[Start DATA FOR PROCESSING]

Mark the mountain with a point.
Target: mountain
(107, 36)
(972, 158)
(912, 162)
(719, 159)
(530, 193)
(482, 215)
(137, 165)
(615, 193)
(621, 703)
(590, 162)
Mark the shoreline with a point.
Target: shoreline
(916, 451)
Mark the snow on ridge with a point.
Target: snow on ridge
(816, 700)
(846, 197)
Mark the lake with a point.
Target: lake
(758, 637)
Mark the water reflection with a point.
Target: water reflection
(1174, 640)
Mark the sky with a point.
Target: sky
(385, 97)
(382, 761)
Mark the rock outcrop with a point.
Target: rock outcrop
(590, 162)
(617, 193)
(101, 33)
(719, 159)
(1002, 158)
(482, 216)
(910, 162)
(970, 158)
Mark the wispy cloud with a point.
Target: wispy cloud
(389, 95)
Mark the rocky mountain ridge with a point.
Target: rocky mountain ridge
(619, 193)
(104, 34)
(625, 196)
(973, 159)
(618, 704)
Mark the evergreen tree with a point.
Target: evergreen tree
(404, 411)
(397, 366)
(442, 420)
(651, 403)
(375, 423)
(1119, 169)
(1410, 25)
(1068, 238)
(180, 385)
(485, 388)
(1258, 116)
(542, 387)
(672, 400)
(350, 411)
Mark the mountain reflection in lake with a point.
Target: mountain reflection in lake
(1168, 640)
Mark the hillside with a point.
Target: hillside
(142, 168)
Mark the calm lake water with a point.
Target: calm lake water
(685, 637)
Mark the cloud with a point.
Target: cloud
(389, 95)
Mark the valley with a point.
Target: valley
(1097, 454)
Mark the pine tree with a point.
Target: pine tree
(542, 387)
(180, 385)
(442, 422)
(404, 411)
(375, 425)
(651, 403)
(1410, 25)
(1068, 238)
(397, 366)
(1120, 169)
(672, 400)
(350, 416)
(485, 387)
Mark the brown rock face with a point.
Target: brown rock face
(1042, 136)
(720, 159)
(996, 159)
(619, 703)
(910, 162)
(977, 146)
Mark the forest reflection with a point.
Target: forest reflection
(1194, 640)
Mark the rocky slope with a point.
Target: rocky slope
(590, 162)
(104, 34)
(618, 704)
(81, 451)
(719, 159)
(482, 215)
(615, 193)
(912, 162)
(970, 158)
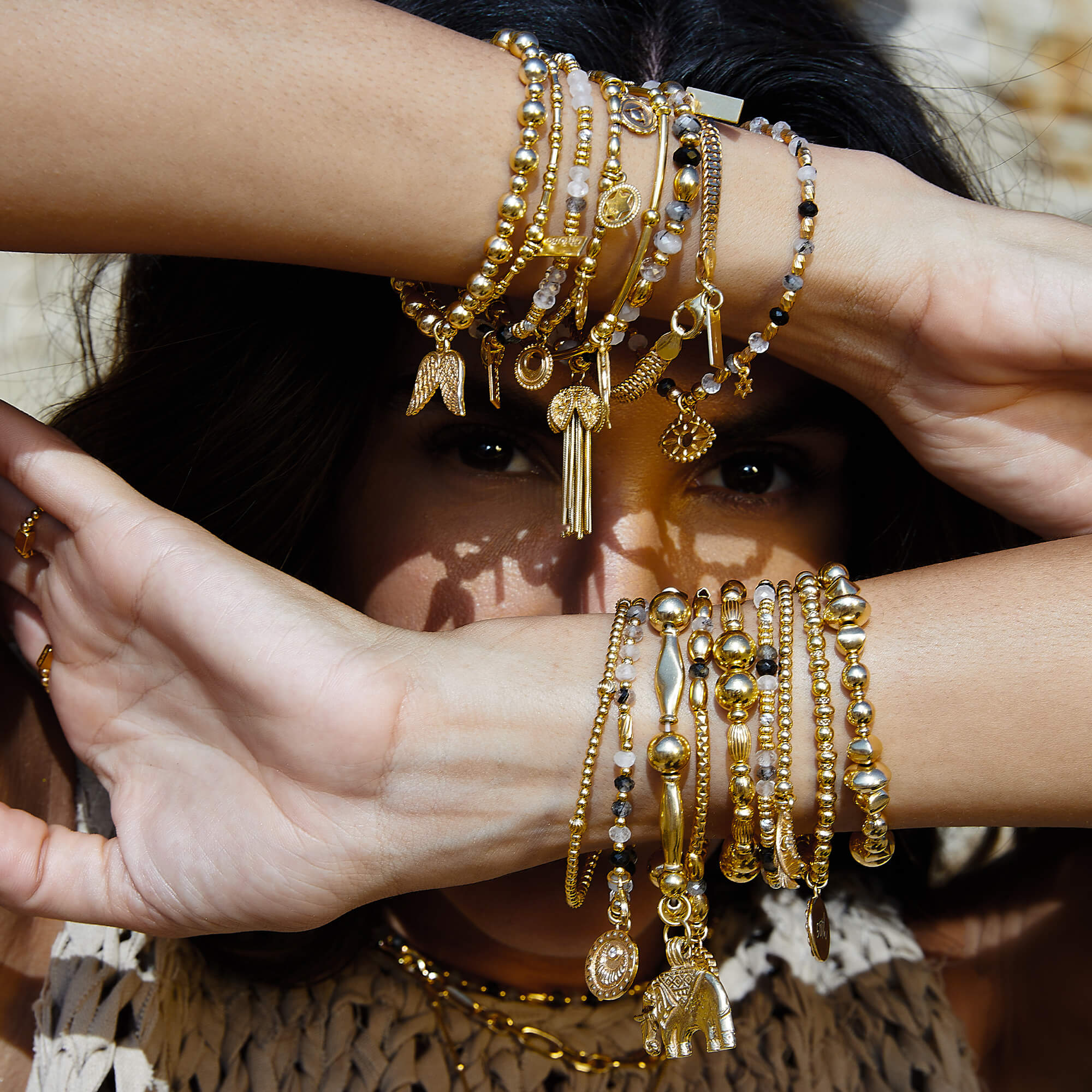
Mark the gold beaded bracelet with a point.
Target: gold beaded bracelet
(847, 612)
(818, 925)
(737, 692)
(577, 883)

[End DATA FOR PROCESSING]
[Start DATA FOR PROCESSING]

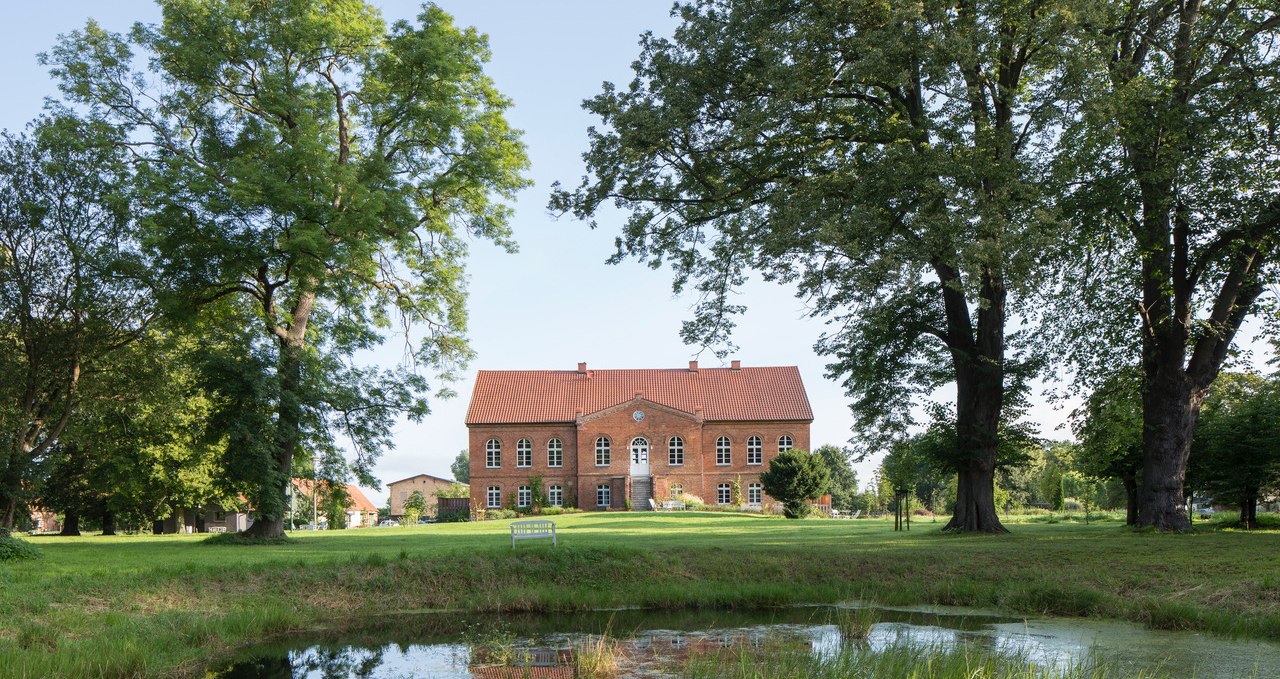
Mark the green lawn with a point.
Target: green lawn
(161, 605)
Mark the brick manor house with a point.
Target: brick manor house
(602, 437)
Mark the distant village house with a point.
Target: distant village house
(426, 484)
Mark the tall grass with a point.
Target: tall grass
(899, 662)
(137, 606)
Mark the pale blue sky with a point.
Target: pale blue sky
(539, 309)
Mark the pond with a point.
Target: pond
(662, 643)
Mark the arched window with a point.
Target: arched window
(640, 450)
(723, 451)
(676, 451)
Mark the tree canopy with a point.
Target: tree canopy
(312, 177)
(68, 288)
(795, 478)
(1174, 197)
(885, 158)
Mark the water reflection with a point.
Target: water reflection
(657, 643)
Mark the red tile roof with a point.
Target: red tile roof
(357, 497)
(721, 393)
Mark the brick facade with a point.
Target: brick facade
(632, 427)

[End DATA FOR PROCESSING]

● AIM: Count the lines of the records that contain the word "distant", and reply with only that number.

● SOLUTION: 2